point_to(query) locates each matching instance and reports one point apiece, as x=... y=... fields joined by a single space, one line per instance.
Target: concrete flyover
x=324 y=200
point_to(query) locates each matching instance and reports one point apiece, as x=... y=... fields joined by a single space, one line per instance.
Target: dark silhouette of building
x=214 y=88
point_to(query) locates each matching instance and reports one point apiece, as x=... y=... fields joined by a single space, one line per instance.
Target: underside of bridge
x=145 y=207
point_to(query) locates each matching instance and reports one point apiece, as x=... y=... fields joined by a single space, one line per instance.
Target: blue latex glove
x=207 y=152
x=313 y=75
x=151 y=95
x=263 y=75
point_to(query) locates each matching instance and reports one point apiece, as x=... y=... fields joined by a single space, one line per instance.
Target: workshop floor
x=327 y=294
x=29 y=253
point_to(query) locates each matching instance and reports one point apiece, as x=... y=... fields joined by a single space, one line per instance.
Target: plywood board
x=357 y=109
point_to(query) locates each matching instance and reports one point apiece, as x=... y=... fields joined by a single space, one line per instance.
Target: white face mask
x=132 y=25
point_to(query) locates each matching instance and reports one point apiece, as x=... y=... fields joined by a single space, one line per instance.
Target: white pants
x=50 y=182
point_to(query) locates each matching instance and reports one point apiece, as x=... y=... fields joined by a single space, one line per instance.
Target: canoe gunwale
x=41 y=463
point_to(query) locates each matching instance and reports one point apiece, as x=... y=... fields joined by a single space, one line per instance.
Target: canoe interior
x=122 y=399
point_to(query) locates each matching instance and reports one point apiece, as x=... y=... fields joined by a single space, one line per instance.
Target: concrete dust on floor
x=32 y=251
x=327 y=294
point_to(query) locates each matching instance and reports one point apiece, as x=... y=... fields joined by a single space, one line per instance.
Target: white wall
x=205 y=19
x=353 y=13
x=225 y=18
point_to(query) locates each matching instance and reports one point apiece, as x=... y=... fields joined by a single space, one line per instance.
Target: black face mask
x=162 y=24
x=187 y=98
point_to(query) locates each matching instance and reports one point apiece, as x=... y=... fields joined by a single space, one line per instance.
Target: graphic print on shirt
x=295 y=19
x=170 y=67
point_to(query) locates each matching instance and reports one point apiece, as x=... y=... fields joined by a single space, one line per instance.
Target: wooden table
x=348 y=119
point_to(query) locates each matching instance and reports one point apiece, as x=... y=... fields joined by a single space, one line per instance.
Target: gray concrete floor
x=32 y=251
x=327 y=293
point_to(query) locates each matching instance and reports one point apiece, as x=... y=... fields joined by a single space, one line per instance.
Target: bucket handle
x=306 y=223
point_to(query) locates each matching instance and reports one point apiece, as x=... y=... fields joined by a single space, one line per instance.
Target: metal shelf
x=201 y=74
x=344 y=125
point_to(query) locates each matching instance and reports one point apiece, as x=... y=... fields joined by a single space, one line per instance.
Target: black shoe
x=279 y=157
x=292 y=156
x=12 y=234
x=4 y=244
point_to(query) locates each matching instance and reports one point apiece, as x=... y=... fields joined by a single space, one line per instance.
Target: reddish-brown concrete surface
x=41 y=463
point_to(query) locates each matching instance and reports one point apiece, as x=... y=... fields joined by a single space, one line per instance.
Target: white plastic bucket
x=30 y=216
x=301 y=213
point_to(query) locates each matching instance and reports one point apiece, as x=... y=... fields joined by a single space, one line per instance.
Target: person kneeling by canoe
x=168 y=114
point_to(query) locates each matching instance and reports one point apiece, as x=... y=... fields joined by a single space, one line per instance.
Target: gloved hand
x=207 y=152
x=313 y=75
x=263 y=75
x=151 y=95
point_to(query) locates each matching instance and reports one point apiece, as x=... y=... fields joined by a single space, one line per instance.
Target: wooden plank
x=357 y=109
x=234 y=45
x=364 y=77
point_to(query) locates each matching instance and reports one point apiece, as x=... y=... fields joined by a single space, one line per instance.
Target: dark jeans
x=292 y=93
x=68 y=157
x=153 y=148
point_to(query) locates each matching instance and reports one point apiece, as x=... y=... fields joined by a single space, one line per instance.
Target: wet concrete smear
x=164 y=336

⁂

### Instruções da tarefa
Transcreva sem nenhuma alteração o trecho das entradas acima que começa na primeira linha e termina na linha que contém "x=145 y=207", incluindo ambas as extremidades.

### Resultado da tarefa
point_to(query) locates each matching instance and reports one point apiece, as x=... y=... fields joined by a single space, one line per instance.
Target: concrete flyover
x=324 y=200
point_to(query) locates each matching instance and reports one point apiece, as x=... y=... fields joined by a single space, one line per instance.
Target: dark silhouette of building
x=214 y=88
point_to(query) locates each matching instance and reports one point apiece, as x=... y=... fields joined by a single space, one line per instance.
Target: underside of bridge
x=145 y=207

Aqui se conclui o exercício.